[WHAT THIS TASK INVOLVES]
For the text below about the Ascension of Isaiah, decide whether each statement agrees with it: (a) the passage describing Jesus being born and crucified on earth is 11:2-22; (b) every manuscript of the Ascension of Isaiah contains that passage; (c) the writer has always been sure that Jesus was crucified by demons in the firmament. Answer yes or no for each, and quote the words of the text that decide it.

[DOCUMENT TEXT]
========

Some Jesus mythicists, following Earl Doherty and Richard Carrier, have taken a special interest in the Ascension of Isaiah [Asc. Isa.], an early Christian text that has been used to support (not establish, as some critics have asserted) the argument that Jesus was in an early stage of tradition believed to have been crucified by demons in the firmament above the earth. Fundamental to this interpretation of the Asc. Isa. is the view proposed by some mainstream scholars that a passage describing Jesus being born on earth and finally crucified on earth in the text is a late insertion. Manuscript and some textual evidence are cited in support of this view. That passage is 11:2-22. It speaks of the virgin Mary, her husband Joseph, a mysterious birth of Jesus and Jesus suckling at Mary’s breast, a later time when Jesus performs miracles and so arouses the envy of ruling demons, and of those demons stirring up hatred against him to the point where people crucify him on a tree in Jerusalem. All the while Jesus’ true identity as the “Beloved” from God in the seventh heaven is hidden from the spirit and human realms.
I have long agreed with those who have shown why we should think that that passage, sometimes called “the pocket gospel”, was not an original part of the Asc. Isa.. A number of manuscripts of the text do not have it. Has not the tendency of mythical development been to elaborate rather than excise earlier traditions? If so, surely the simplest explanation is that the passage was a later addition to the story.
This is a difficult document to analyze in any exact fashion, since the several surviving manuscripts differ considerably in wording, phrases and even whole sections. It has been subjected to much editing in a complicated and uncertain pattern of revision. Many of its elements are quite revealing, not the least for the picture they disclose of the evolution of thought about the descending Son and his role. That picture indicates that in its earlier strata, the Vision speaks of a divine Son who operates entirely in the supernatural realm. (Doherty, JNGNM, 119)
I have come to have doubts, however. I have long been in two minds over various hypotheses that Jesus was crucified by demons in the firmament (Couchoud, Doherty, Carrier). There are several reasons to think that the earliest Jesus myth is the most obvious orthodox one: that Jesus came from heaven, was crucified on earth, descended beneath the earth, then ascended back to heaven. I can address the reasons later.

========

[DATASET ENTRIES]

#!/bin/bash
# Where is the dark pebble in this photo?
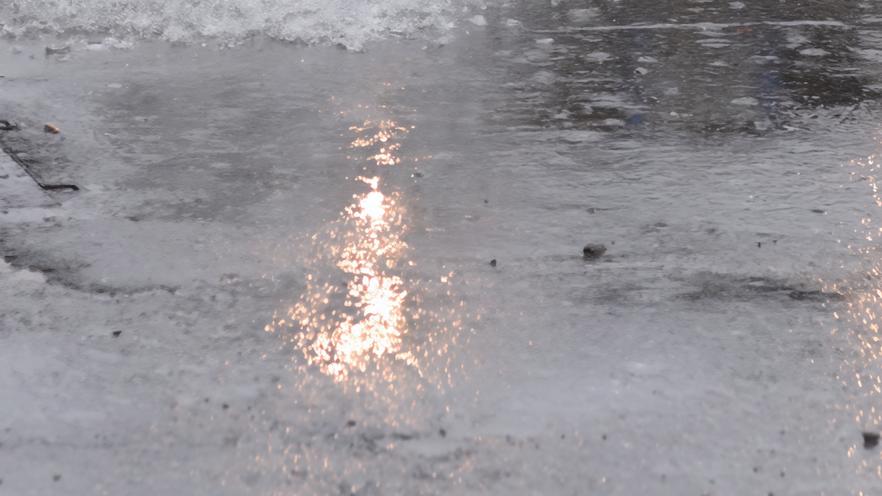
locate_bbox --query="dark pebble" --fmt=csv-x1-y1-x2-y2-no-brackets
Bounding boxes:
46,45,70,55
863,432,879,449
582,243,606,259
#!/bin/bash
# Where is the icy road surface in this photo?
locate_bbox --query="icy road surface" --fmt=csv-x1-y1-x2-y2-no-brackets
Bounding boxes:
0,0,882,496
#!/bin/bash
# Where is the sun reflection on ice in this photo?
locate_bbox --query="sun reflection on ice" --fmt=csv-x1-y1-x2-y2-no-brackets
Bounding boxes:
266,120,462,390
828,143,882,479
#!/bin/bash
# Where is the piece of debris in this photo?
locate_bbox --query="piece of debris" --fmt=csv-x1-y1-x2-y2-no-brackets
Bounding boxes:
862,431,879,449
46,45,70,55
582,243,606,259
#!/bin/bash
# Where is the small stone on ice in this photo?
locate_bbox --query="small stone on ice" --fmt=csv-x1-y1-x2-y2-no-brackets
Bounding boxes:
863,431,879,449
469,14,487,26
732,96,759,106
582,243,606,259
46,45,70,55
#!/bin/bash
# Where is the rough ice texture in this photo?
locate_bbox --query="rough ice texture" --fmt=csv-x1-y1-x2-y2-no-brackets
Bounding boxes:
0,0,468,49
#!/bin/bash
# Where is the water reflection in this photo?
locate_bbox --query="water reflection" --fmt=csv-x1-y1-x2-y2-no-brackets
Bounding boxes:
833,143,882,484
266,115,462,392
253,109,474,494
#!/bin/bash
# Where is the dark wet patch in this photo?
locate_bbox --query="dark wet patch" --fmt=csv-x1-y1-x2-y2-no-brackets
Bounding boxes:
677,272,843,303
0,250,179,297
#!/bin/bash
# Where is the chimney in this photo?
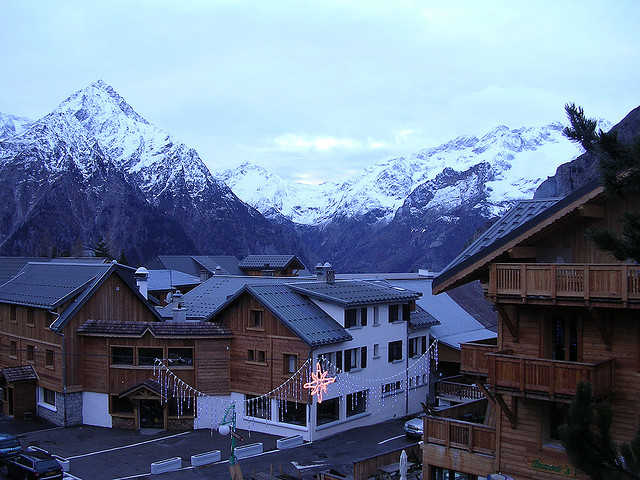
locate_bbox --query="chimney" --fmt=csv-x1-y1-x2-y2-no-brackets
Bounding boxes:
171,290,187,322
316,262,336,283
133,267,149,299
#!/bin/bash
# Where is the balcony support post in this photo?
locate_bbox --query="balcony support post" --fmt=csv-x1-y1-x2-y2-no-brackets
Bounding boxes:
496,304,520,343
495,393,518,430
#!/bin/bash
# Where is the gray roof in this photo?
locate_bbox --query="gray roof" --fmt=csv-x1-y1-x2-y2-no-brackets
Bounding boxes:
238,255,305,270
159,276,292,320
78,320,231,337
0,365,38,383
442,198,561,272
147,270,200,291
150,255,243,277
0,262,159,330
215,283,353,347
289,280,420,307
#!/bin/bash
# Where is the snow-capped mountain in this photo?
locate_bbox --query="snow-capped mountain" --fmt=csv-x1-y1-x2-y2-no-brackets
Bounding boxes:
0,112,31,140
0,81,302,260
217,123,606,225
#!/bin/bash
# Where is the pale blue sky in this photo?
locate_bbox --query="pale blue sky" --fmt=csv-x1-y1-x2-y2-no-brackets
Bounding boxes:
0,0,640,180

========

[RESPONSE TO THE EXERCISE]
(a) Yes: "That passage is 11:2-22."
(b) No: "A number of manuscripts of the text do not have it."
(c) No: "I have long been in two minds over various hypotheses that Jesus was crucified by demons in the firmament"